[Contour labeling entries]
· · · ·
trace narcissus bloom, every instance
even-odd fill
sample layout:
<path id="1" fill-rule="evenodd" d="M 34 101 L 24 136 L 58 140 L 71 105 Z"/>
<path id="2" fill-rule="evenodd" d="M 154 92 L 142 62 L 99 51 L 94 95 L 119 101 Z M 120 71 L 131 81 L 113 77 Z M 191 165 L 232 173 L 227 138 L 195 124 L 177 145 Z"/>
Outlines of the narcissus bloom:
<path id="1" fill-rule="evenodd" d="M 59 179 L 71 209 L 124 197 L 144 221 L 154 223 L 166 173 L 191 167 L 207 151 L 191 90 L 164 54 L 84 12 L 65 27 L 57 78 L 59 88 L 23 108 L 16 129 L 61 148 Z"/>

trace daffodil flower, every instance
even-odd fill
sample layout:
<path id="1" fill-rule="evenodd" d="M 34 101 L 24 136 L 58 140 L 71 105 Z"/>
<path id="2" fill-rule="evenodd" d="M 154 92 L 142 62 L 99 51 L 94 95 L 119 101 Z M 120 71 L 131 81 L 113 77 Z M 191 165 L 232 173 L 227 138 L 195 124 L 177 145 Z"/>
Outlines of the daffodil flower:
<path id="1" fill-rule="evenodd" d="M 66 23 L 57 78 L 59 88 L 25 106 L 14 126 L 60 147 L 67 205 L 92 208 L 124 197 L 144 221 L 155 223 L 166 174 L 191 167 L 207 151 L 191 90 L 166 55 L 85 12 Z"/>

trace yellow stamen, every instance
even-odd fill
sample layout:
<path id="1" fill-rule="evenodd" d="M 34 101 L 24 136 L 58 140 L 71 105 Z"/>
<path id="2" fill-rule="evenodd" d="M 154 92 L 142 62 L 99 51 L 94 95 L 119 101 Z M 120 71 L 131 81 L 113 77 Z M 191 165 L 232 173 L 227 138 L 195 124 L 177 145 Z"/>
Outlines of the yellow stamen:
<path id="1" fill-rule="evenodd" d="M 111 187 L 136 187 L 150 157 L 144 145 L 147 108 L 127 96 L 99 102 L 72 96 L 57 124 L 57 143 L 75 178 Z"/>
· · · ·
WHAT YOU WILL DO
Rewrite the listing above so that every "sample layout" becomes "reference layout", with all other text left as it is.

RESPONSE TO THIS EXERCISE
trace narcissus bloom, every instance
even-odd fill
reference layout:
<path id="1" fill-rule="evenodd" d="M 34 101 L 24 136 L 58 140 L 71 105 Z"/>
<path id="2" fill-rule="evenodd" d="M 154 92 L 142 62 L 99 51 L 94 95 L 119 101 Z M 120 71 L 131 81 L 113 77 Z M 191 165 L 232 173 L 227 138 L 195 124 L 177 145 Z"/>
Outlines of the narcissus bloom:
<path id="1" fill-rule="evenodd" d="M 59 179 L 71 209 L 124 197 L 144 221 L 154 223 L 166 173 L 191 167 L 207 151 L 191 90 L 164 54 L 84 12 L 65 27 L 57 78 L 59 88 L 23 108 L 16 129 L 61 148 Z"/>

trace daffodil flower, every instance
even-odd fill
reference layout:
<path id="1" fill-rule="evenodd" d="M 34 101 L 24 136 L 58 140 L 71 105 Z"/>
<path id="2" fill-rule="evenodd" d="M 154 92 L 142 62 L 99 51 L 94 95 L 119 101 Z M 120 71 L 131 81 L 113 77 Z M 191 165 L 232 173 L 227 138 L 195 124 L 177 145 Z"/>
Outlines of the daffodil flower:
<path id="1" fill-rule="evenodd" d="M 66 23 L 57 78 L 59 88 L 25 106 L 14 126 L 60 147 L 67 205 L 92 208 L 124 197 L 144 221 L 155 223 L 166 174 L 191 167 L 207 151 L 191 90 L 166 55 L 85 12 Z"/>

trace yellow stamen, every instance
even-odd fill
reference layout:
<path id="1" fill-rule="evenodd" d="M 34 101 L 24 136 L 58 140 L 71 105 Z"/>
<path id="2" fill-rule="evenodd" d="M 154 92 L 142 62 L 99 51 L 94 95 L 119 101 Z M 120 71 L 131 81 L 113 77 Z M 191 165 L 232 173 L 227 138 L 195 124 L 177 145 Z"/>
Outlines of the yellow stamen:
<path id="1" fill-rule="evenodd" d="M 111 187 L 136 187 L 150 157 L 144 145 L 147 108 L 127 96 L 99 102 L 72 96 L 57 124 L 57 143 L 75 178 Z"/>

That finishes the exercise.